Martinon – Chicago – 1968
Grand ami de Kubelík, il fit comme lui un passage discuté à la tête du Chicago symphony, malgré, pour lui aussi, quelques enregistrements renommés.
Pris de son distante, un peu terne, ça fait penser à Cluytens : rien d’indigne, au contraire, mais on n’est pas vraiment concerné. Laideronnette est plus allante au départ, mais le tempo s’alanguit. Et le Pavane est bien mièvre. Le début du Jardin annonce que ça ne sera pas très bien. 7

Boulez – New York Philharmonic – 1974 (ballet)
Superbe orchestre, sonorités « ravéliennes ». Entretiens : équilibre sonore très travaillé ; bien sûr pas de pittoresque ici, et c’est un peu clair et léger, un peu le petit doigt sur la couture du pantalon… il ne croît pas au beau prince charmant ? Malgré la qualité technique du chef et l’excellence de l’orchestre, le tout manque de liant ou de nécessité. Laideronnette rutile plus qu’elle ne séduit. Le Jardin fait plutôt Adagio de Barber (!). 7,5

Ozawa – Boston – 1975 (ballet)
Avant qu’il ne remporte haut la main ma discographie du Sacre, je n’avais jamais eu de disposition pour ce chef et certainement pas pour cette anthologie Ravel pour DG.
La Pavane est bien mièvre, et malgré tous ses efforts pour timbrer (Laideronnette), rien ne fonctionne vraiment. 6,5

Martinon – Orchestre de Paris – 1975 (ballet)
7 ans plus tard seulement ; du timbre, de l’air, la Pavane est emmenée d’une coulée, Entretiens : là encore l’évidence, un charme, un superbe orchestre (yc le violon solo), une très belle prise de son. Le reste idem : je confirme que c’est mon enregistrement préféré jusqu’ici. 9

Herbig – Berliner symphony – 1979
Günther Herbig (1931*) donne une très belle Pavane et.. de très beaux Entretiens ! Les timbres de l’orchestre ne sont pas exceptionnels, comme pour Laideronnette, mais c’est si bien mené. Une belle surprise. 8

Giulini – Radio bavaroise – 1979
Pavane lente, prise de son un peu distante, Poucet bien lent aussi ; bref le tout est d’un élégance assez empesée. 7

Dutoit – Montréal – 1984 (ballet)
Un rythme tenu, des phrasés décidés, un bel orchestre bien capté, des ambiances, de la clarté, un peu plus de caractérisation, un Jardin un peu plus féerique, et c’eut été parfait. 8,5

Abbado – London symphony – 1986 (ballet)

::::::::::

Selon l'extrait choisi, quel enregistrement est désigné comme le préféré jusqu'ici ?

::::::::::

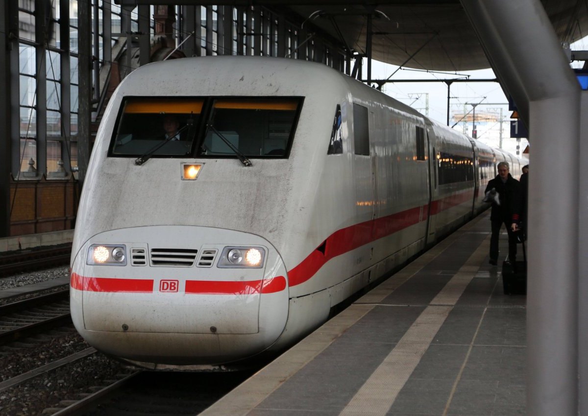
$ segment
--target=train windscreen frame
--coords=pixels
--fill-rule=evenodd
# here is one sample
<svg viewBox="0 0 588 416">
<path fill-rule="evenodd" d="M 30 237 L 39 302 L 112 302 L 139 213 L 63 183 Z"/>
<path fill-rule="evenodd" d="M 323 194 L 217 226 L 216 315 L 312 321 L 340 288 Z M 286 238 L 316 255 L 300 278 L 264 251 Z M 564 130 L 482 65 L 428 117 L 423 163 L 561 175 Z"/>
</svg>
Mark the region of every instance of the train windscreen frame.
<svg viewBox="0 0 588 416">
<path fill-rule="evenodd" d="M 302 97 L 125 97 L 108 156 L 286 159 Z"/>
</svg>

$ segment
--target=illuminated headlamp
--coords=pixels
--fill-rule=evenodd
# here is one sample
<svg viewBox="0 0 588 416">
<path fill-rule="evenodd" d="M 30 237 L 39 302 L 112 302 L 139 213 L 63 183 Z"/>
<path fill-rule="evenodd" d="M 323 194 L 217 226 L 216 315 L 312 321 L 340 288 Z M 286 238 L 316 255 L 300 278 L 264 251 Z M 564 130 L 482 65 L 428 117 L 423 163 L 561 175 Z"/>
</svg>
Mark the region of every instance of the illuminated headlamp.
<svg viewBox="0 0 588 416">
<path fill-rule="evenodd" d="M 204 163 L 188 163 L 182 162 L 180 165 L 182 167 L 182 180 L 196 180 Z"/>
<path fill-rule="evenodd" d="M 261 247 L 225 247 L 217 266 L 222 268 L 261 269 L 265 260 L 265 249 Z"/>
<path fill-rule="evenodd" d="M 88 249 L 88 264 L 126 266 L 126 247 L 124 244 L 93 244 Z"/>
</svg>

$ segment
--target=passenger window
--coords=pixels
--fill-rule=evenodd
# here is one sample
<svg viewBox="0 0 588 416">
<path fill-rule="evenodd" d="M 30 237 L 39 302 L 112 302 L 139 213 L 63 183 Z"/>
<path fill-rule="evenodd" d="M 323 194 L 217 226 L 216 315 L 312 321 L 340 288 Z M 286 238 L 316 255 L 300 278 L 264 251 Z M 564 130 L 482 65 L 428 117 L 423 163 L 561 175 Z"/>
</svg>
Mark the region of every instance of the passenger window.
<svg viewBox="0 0 588 416">
<path fill-rule="evenodd" d="M 416 127 L 416 160 L 425 160 L 425 129 Z"/>
<path fill-rule="evenodd" d="M 368 108 L 353 104 L 353 142 L 356 155 L 369 155 L 369 125 Z"/>
<path fill-rule="evenodd" d="M 327 155 L 340 155 L 343 153 L 343 137 L 341 134 L 341 106 L 337 105 L 333 119 L 331 140 Z"/>
</svg>

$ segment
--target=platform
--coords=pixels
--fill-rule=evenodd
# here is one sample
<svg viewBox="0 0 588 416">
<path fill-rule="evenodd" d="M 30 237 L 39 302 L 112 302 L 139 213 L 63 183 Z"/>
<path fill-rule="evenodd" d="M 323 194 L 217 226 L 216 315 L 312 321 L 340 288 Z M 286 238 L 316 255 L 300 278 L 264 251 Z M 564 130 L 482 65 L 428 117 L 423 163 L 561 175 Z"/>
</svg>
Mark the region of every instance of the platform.
<svg viewBox="0 0 588 416">
<path fill-rule="evenodd" d="M 490 229 L 466 224 L 201 416 L 526 414 L 526 298 L 503 294 Z"/>
</svg>

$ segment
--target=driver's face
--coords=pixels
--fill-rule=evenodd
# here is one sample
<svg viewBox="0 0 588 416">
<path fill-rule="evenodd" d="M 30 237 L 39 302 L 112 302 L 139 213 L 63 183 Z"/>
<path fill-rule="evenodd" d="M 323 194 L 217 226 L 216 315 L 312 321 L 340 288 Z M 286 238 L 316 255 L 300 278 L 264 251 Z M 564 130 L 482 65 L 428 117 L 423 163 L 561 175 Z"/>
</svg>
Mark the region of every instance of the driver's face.
<svg viewBox="0 0 588 416">
<path fill-rule="evenodd" d="M 179 125 L 180 123 L 178 122 L 178 120 L 174 119 L 166 118 L 163 120 L 163 130 L 168 134 L 175 133 L 177 132 Z"/>
</svg>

::::::::::

• **RÉPONSE**: L'enregistrement de Martinon avec l'Orchestre de Paris, en 1975 (ballet).